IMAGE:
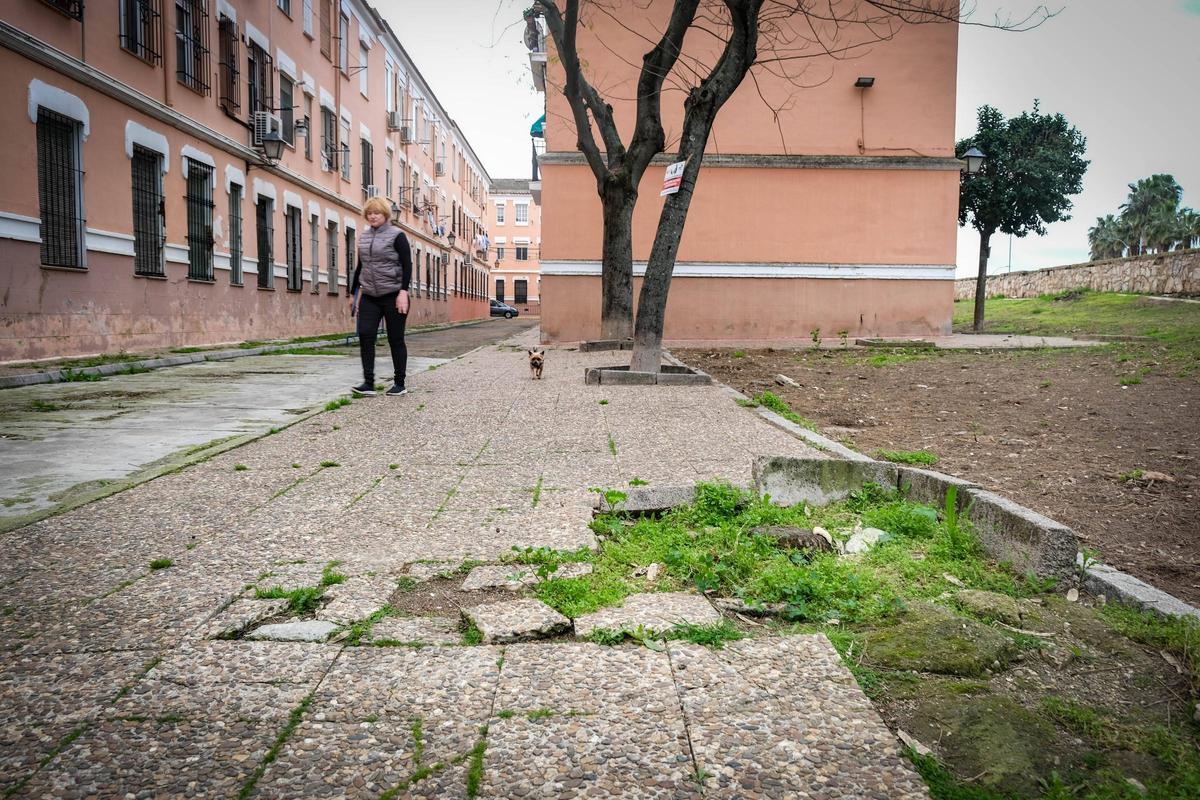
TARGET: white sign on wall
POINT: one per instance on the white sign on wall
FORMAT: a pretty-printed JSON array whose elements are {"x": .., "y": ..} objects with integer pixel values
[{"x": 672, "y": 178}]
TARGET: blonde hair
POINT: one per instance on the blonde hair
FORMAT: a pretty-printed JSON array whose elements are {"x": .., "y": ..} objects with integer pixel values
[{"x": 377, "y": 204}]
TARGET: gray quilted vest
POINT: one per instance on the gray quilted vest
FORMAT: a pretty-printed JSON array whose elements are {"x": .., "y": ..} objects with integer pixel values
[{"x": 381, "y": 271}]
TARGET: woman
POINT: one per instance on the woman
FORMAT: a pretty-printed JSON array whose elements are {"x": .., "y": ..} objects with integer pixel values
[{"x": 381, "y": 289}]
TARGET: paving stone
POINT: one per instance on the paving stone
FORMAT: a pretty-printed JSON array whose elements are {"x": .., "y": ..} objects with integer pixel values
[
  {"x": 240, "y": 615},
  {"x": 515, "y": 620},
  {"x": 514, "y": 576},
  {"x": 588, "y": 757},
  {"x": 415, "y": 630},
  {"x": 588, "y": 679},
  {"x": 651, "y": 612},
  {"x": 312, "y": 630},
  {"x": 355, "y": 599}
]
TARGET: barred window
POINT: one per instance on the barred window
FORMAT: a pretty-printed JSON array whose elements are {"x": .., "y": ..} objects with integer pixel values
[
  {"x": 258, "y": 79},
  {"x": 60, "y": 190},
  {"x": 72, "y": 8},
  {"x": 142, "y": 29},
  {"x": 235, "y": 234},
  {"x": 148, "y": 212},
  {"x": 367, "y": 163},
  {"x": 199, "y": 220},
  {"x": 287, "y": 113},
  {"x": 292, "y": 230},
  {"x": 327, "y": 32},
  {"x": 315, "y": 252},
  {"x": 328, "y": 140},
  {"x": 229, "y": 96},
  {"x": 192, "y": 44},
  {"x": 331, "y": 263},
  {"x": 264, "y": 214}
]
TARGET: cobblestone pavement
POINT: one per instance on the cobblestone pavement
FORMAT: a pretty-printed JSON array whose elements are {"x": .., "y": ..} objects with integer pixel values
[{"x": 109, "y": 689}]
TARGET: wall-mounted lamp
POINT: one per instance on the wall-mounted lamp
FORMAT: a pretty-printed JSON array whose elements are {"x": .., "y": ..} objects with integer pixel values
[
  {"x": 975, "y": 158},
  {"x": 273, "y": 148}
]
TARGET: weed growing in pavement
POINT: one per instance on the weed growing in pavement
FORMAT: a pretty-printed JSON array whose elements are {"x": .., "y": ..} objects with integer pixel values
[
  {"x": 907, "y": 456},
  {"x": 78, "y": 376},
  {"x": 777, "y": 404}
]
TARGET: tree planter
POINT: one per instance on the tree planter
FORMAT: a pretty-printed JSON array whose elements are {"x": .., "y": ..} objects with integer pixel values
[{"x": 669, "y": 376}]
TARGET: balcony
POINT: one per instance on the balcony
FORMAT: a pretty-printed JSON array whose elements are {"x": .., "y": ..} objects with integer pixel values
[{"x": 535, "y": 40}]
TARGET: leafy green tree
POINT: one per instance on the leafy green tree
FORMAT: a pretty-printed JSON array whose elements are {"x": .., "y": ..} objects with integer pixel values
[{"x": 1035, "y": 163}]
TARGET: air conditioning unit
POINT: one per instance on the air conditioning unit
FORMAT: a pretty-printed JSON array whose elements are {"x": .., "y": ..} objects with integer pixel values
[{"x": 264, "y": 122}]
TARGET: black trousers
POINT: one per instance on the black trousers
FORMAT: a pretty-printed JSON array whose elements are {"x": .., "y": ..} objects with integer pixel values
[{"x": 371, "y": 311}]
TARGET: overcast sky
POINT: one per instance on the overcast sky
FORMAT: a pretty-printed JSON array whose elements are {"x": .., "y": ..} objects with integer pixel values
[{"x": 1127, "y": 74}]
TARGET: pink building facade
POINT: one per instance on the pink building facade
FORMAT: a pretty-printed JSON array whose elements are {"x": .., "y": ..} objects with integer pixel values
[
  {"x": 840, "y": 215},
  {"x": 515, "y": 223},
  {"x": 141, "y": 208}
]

————————

Activity:
Check every line of the material for the string "lamp" and give the number of lines that have it, without anything else.

Finished exercise:
2